→ YOUR INSTRUCTIONS
Each line at or after the one containing "# provide one point per instance of the green bush" should be transcribed exactly, up to and including the final line of the data.

════

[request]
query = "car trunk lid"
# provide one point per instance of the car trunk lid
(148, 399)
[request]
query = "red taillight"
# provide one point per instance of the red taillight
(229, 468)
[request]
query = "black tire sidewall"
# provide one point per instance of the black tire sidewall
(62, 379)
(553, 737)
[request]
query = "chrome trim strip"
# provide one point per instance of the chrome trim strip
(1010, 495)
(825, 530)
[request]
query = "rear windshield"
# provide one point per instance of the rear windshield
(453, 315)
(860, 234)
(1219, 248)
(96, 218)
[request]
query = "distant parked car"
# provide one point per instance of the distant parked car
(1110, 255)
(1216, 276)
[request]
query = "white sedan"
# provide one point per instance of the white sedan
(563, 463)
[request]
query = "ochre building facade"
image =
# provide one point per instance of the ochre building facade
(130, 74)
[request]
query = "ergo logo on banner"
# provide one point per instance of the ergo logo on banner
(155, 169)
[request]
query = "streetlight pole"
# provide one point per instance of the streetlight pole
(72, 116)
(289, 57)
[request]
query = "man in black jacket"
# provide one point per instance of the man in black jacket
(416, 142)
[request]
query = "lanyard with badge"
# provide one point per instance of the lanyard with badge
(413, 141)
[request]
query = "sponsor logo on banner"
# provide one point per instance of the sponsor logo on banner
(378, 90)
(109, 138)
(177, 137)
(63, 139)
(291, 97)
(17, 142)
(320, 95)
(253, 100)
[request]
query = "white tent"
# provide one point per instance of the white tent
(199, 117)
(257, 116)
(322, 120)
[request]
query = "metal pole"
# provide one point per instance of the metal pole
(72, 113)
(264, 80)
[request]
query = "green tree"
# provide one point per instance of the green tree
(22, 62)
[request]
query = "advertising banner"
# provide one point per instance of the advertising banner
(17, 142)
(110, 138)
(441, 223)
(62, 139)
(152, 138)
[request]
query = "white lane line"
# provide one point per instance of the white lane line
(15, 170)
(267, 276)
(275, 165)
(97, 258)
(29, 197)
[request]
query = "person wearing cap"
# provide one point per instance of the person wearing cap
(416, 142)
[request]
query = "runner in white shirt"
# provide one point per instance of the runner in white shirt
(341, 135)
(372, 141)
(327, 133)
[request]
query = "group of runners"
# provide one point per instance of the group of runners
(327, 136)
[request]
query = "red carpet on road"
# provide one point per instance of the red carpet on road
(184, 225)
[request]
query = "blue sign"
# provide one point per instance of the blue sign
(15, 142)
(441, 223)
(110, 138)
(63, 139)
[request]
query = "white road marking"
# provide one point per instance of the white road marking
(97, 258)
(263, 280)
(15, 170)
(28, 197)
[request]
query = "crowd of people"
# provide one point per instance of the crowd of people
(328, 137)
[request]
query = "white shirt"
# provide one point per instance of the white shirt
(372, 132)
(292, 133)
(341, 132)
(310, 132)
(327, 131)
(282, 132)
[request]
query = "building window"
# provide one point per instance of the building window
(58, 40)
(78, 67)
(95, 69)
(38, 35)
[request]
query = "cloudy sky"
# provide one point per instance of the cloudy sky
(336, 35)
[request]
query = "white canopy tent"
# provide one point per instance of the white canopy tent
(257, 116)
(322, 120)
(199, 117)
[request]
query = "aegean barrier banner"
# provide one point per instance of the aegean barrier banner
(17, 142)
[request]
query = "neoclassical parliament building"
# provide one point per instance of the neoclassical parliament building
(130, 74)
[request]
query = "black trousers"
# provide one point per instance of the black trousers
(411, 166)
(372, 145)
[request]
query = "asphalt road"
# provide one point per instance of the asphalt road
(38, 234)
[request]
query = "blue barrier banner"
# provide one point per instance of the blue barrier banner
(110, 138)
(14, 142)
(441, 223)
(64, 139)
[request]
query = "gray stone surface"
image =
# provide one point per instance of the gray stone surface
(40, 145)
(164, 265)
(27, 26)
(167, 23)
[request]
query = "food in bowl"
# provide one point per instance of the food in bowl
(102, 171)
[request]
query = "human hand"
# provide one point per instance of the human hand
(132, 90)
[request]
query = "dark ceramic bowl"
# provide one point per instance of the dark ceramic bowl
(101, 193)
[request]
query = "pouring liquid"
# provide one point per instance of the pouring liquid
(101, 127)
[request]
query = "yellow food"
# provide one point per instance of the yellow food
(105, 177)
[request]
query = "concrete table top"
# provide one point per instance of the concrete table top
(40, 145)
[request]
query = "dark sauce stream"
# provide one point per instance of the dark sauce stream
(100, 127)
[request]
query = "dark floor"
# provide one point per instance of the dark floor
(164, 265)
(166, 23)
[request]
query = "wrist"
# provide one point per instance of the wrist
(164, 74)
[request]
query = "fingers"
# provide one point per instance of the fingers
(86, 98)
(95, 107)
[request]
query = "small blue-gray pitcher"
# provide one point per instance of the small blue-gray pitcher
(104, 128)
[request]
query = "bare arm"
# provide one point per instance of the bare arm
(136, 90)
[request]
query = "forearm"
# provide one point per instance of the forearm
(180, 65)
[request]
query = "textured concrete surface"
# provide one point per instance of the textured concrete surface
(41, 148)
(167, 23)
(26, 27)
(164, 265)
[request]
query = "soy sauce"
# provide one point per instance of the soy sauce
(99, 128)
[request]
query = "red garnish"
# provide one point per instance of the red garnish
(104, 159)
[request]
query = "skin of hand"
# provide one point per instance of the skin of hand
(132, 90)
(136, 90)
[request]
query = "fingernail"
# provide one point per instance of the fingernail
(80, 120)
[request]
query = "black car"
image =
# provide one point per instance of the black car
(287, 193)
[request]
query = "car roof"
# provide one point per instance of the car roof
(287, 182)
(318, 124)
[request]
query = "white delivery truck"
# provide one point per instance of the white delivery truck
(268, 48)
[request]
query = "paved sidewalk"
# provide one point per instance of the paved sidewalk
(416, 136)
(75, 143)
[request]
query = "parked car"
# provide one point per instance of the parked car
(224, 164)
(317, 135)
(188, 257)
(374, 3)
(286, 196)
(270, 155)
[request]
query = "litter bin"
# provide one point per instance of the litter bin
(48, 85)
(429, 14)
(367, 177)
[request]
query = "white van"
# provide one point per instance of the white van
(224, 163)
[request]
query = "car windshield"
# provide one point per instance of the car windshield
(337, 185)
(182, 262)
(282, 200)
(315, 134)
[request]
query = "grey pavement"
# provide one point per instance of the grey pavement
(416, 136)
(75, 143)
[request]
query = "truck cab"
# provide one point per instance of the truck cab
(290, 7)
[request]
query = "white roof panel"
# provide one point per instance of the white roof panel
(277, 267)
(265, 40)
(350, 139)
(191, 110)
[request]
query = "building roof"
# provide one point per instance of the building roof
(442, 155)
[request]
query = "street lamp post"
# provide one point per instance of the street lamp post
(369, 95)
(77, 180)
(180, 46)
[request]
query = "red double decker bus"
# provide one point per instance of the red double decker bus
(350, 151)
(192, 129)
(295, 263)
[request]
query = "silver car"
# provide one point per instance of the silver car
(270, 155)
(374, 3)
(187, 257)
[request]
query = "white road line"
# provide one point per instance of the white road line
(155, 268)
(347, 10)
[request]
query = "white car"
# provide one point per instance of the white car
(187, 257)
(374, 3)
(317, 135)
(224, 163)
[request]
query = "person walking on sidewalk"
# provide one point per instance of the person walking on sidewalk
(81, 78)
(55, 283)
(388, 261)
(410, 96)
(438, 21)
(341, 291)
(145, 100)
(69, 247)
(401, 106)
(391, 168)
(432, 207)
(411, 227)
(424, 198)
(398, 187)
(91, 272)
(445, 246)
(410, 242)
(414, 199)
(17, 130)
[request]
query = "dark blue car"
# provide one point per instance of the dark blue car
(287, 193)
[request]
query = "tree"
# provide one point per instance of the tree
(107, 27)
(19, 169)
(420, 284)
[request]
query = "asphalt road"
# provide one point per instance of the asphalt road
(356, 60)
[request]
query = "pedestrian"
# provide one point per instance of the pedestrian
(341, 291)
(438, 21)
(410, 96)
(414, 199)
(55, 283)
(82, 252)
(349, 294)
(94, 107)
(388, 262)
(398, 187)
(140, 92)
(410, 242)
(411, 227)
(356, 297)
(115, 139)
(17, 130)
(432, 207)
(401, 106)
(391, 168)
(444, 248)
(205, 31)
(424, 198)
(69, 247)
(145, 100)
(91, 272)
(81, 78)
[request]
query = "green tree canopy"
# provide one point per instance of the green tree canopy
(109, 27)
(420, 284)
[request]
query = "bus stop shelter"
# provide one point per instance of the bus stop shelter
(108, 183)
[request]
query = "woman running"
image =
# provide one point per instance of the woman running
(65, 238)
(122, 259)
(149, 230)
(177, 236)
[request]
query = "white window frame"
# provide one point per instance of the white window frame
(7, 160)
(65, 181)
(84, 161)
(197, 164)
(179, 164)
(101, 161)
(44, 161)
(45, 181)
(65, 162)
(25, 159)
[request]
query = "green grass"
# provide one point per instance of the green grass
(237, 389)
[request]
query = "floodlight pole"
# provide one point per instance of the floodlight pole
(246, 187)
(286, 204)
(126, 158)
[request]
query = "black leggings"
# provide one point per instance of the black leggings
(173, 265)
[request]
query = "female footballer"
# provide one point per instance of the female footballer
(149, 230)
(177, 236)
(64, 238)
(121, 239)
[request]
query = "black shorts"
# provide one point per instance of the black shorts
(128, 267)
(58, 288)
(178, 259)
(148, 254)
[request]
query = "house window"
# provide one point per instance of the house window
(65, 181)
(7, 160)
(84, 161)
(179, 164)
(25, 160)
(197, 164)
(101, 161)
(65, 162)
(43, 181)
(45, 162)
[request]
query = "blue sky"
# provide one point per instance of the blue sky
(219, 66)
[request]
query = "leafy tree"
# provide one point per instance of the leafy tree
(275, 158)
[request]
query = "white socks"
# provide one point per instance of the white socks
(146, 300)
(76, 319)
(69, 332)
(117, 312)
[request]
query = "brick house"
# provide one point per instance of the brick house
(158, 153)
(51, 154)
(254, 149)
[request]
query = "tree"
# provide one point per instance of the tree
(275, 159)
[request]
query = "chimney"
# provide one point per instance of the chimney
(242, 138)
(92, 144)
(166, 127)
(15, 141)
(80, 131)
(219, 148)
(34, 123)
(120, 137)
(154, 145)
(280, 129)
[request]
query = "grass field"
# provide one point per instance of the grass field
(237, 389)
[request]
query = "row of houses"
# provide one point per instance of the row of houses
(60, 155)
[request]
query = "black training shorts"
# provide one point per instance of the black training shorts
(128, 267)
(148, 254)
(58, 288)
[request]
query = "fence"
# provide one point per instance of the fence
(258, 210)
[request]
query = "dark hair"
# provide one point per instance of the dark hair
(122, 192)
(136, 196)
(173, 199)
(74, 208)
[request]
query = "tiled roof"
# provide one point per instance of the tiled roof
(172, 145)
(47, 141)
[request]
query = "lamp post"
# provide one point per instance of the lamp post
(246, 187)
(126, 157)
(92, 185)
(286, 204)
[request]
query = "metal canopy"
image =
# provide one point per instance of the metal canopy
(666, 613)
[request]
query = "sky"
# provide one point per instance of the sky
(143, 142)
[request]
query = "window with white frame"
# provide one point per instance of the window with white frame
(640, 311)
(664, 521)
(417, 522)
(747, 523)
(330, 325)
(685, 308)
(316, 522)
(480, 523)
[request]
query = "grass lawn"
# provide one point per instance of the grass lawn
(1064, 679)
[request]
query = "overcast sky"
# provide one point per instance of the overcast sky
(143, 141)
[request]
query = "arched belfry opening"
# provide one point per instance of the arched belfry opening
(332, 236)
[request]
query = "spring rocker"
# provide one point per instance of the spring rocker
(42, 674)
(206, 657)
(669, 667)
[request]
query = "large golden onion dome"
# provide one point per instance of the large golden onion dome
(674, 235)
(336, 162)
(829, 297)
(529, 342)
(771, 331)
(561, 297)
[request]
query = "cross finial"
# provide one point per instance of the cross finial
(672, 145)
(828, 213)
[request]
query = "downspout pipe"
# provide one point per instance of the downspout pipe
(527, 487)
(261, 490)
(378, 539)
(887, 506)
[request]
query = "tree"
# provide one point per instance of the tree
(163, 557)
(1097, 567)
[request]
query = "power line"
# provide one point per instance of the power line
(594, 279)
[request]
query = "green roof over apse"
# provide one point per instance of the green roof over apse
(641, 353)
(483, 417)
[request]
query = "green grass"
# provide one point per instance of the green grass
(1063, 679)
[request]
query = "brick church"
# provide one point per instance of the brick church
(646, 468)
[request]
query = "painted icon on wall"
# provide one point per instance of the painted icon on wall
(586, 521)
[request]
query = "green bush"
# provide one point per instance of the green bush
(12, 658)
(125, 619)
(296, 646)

════

→ EXERCISE ANSWER
# provide one point per instance of the green bush
(12, 658)
(125, 619)
(296, 646)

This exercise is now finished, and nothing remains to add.